▸ The request
Restate the full set of records exactly, without adding or dropping a word.

== Dataset records

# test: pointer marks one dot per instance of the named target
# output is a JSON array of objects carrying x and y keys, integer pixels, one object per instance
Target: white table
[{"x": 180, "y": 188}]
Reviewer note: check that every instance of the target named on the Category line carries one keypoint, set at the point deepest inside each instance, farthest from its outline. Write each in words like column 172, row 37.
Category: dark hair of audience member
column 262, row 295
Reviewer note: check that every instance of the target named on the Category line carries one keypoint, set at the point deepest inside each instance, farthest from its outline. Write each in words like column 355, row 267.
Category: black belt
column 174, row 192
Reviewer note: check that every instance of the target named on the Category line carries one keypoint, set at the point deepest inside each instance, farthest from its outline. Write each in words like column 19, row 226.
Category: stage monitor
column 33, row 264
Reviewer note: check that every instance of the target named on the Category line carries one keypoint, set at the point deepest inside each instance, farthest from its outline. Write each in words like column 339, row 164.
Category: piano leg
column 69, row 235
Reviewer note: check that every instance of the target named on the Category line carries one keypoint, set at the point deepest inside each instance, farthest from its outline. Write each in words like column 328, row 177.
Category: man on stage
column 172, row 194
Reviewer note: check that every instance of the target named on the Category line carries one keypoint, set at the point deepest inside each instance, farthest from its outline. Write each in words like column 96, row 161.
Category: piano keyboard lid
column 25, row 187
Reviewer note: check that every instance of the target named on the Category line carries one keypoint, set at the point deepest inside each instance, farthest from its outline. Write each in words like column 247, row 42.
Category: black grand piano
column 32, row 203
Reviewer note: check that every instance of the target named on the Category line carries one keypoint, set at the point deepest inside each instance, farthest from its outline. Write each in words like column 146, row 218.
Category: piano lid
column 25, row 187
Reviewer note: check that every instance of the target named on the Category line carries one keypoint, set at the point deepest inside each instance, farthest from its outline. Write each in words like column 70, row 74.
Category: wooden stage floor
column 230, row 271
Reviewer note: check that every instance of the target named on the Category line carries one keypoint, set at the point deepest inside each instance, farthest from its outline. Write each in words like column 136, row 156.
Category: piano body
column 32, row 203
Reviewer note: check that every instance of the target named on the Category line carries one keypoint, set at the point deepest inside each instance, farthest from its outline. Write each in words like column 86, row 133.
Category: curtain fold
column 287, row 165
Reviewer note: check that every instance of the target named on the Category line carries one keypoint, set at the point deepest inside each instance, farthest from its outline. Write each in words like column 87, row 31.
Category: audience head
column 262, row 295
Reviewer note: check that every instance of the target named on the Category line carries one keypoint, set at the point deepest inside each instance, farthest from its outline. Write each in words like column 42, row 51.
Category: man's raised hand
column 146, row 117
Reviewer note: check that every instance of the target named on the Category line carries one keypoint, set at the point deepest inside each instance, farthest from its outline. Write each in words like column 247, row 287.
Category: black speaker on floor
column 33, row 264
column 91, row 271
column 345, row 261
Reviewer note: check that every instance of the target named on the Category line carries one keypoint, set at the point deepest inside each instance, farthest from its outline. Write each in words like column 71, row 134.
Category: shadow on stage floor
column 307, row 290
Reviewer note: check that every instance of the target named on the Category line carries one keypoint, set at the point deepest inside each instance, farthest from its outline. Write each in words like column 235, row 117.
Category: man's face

====

▸ Completed task
# test: pointer marks one dot per instance of the named target
# output is a JSON array of objects carrying x and y keys, integer pixels, one object per instance
Target: white table
[{"x": 180, "y": 188}]
Reviewer note: check that every instance of the target named on the Category line carries one keypoint, set at the point deepest inside each instance, farthest from its outline. Write each in words like column 172, row 37.
Category: dark hair of audience member
column 262, row 295
Reviewer note: check that every instance of the target named on the Category line carries one keypoint, set at the point deepest inside each instance, farthest from its outline. Write each in words like column 355, row 267.
Category: black belt
column 174, row 192
Reviewer note: check that every instance of the target named on the Category line carries one keypoint, set at the point deepest inside each instance, farthest from its outline. Write each in words like column 19, row 226.
Category: stage monitor
column 33, row 264
Reviewer note: check that every instance of the target named on the Category line carries one keypoint, set at the point deepest inside each instance, farthest from its outline. Write each in words like column 339, row 164.
Category: piano leg
column 69, row 235
Reviewer note: check that every instance of the target named on the Category line carries one keypoint, set at the point deepest inside each instance, farthest from its outline. Write each in words like column 328, row 177.
Category: man on stage
column 172, row 194
Reviewer note: check that every instance of the target named on the Category line carries one keypoint, set at the point deepest inside each instance, farthest from its outline. Write each in words like column 96, row 161.
Category: piano keyboard lid
column 25, row 187
Reviewer note: check that every instance of the target named on the Category line carries one keypoint, set at the point deepest inside each instance, farthest from its outline. Write each in words like column 247, row 42.
Category: black grand piano
column 32, row 203
Reviewer note: check that every instance of the target named on the Category line carries one keypoint, set at the point deepest inside each instance, farthest from its outline. Write each in words like column 146, row 218.
Category: piano lid
column 25, row 187
Reviewer note: check that every instance of the target named on the Category line carries one keypoint, set at the point deepest inside each instance, farthest from its outline. Write each in words like column 70, row 74.
Category: wooden stage floor
column 230, row 271
Reviewer note: check that every instance of the target named on the Category line carries one keypoint, set at the point deepest inside each instance, farthest from its outline. Write each in words like column 136, row 156.
Category: piano body
column 32, row 203
Reviewer note: check that every instance of the target named on the Category line carries one keypoint, set at the point deepest inside each instance, farthest from its outline. Write each in words like column 86, row 133.
Category: curtain fold
column 287, row 165
Reviewer note: check that every instance of the target named on the Category line carries one keypoint, set at the point deepest inside each instance, farthest from its outline. Write each in words like column 87, row 31.
Category: audience head
column 262, row 295
Reviewer note: check that every instance of the target named on the Category line carries one keypoint, set at the point deepest inside each instance, farthest from its outline. Write each in words like column 42, row 51.
Category: man's raised hand
column 146, row 117
Reviewer note: check that every instance of the target named on the Category line carries one keypoint, set at the point deepest inside each instance, farthest from its outline. Write each in words like column 247, row 287.
Category: black speaker on floor
column 33, row 264
column 91, row 271
column 345, row 261
Reviewer note: check that every instance of the target named on the Category line carries one keypoint, set at the point deepest inside each instance, farthest from its outline. Write each in words like column 71, row 134.
Category: shadow on stage floor
column 307, row 290
Reviewer note: check that every instance of the target named on the Category line carries one keypoint, set at the point deepest inside each instance, farthest from its outline. Write each in words like column 235, row 117.
Category: man's face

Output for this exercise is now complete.